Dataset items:

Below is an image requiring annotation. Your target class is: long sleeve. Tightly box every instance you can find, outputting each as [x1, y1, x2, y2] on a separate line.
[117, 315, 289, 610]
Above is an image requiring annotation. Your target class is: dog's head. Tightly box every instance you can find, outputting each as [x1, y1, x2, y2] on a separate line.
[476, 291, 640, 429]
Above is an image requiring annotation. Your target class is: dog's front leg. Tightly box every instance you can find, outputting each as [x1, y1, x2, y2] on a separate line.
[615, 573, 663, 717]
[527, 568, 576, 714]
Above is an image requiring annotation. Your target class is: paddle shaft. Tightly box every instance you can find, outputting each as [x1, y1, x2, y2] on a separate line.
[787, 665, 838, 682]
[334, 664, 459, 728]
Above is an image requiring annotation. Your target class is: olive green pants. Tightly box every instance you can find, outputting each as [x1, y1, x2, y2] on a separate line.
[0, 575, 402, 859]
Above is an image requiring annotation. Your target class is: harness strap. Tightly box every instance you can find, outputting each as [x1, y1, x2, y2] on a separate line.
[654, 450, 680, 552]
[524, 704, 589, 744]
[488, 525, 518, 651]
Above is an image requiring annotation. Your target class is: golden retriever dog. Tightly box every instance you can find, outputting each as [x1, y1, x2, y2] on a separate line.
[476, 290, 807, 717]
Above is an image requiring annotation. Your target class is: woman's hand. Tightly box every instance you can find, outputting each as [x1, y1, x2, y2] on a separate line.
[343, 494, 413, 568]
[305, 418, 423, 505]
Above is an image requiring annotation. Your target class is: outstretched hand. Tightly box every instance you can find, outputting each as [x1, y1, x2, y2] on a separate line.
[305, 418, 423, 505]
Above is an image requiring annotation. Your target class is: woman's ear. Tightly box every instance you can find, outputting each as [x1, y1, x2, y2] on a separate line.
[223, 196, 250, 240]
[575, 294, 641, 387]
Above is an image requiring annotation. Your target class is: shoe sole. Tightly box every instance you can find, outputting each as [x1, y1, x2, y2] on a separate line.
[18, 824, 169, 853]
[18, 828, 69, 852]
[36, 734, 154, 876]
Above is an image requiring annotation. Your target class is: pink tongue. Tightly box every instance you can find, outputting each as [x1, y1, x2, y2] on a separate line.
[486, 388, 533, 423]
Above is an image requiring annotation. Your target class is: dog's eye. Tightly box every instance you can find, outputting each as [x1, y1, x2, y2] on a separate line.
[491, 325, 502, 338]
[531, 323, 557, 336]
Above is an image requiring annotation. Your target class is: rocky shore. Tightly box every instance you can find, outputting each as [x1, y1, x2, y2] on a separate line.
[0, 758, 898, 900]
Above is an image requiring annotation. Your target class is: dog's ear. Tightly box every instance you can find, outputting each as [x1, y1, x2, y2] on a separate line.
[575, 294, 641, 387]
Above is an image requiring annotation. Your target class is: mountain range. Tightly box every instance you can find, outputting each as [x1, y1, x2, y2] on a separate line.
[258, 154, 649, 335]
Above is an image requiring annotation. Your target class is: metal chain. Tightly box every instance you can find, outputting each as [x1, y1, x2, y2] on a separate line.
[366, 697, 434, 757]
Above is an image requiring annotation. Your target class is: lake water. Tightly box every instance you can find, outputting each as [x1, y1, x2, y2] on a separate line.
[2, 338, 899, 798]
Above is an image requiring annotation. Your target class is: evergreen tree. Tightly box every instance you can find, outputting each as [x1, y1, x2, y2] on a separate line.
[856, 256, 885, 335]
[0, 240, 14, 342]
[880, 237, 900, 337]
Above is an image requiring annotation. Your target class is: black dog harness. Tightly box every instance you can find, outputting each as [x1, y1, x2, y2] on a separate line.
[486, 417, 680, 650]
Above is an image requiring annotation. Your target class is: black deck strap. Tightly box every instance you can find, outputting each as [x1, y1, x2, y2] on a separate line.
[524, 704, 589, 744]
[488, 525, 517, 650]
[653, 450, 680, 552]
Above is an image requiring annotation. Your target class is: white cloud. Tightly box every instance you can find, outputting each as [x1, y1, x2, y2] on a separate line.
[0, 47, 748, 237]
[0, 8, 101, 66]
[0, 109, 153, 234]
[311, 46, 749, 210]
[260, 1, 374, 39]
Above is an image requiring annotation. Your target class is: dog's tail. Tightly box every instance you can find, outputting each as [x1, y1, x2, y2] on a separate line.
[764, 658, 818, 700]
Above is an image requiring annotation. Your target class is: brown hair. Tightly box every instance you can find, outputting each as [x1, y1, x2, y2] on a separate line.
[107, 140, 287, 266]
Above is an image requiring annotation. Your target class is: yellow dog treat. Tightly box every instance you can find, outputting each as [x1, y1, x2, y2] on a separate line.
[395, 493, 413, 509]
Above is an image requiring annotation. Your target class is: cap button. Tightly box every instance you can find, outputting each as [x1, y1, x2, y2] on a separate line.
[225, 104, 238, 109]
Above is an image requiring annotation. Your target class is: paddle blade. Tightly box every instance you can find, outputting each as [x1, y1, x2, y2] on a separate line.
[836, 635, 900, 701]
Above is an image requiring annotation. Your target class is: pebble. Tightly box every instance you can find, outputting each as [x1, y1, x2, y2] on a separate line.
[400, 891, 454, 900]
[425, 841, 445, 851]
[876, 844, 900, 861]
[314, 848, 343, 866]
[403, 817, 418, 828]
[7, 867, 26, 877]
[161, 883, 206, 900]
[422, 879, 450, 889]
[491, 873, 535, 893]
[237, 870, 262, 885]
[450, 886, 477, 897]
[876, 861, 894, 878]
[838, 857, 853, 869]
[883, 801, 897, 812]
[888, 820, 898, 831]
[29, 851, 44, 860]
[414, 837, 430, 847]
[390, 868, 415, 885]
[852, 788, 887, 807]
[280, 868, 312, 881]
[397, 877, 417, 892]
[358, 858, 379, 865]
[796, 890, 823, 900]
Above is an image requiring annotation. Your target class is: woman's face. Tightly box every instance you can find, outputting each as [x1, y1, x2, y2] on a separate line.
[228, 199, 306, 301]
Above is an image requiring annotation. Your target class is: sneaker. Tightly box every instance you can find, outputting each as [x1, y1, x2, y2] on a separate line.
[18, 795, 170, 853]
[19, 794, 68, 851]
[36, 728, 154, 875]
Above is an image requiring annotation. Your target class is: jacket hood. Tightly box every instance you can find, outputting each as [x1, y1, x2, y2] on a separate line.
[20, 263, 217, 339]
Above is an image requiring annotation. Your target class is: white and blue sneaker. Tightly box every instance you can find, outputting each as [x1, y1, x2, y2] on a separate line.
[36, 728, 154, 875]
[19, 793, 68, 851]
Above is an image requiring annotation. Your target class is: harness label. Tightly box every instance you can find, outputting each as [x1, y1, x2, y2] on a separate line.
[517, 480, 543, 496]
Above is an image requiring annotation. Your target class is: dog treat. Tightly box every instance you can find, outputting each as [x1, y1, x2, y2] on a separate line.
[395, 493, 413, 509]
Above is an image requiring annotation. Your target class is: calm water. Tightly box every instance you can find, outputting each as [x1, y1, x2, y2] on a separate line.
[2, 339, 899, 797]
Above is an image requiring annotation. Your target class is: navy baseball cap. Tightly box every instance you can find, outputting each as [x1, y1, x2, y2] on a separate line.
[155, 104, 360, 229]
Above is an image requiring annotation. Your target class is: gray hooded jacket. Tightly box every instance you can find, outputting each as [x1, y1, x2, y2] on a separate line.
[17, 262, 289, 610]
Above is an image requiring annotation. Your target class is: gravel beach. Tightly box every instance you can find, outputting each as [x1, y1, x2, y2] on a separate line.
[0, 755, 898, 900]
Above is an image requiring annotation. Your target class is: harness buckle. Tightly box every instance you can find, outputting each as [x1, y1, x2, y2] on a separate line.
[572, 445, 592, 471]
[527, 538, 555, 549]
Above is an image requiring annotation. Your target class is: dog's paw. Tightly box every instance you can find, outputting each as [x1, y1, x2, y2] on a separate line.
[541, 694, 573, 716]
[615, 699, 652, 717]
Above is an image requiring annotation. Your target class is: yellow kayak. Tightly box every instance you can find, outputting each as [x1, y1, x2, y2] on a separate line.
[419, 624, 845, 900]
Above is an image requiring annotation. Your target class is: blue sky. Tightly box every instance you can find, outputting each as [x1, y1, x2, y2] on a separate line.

WHAT YOU HAVE TO DO. Once the line with "is: dog's paw." is found, write out that line and every one after it through the last line of the records, exactly and with nothing else.

TASK RESULT.
Above is an image requiring annotation. Your target class is: dog's paw. Tightly box every instance you can find, outputting each as [x1, y1, x2, y2] on a separate line.
[541, 694, 573, 716]
[615, 699, 652, 717]
Above is an image requiring annotation. Your target class is: yellow kayak. Tightly box every instance you can find, outputting each as [x1, y1, x2, y2] on a separate line.
[419, 624, 845, 900]
Above is an image requiring annotation. Your target class is: blue sky. Tightly box every instance you can find, outputting each as [x1, y1, x2, y2] on a separate line.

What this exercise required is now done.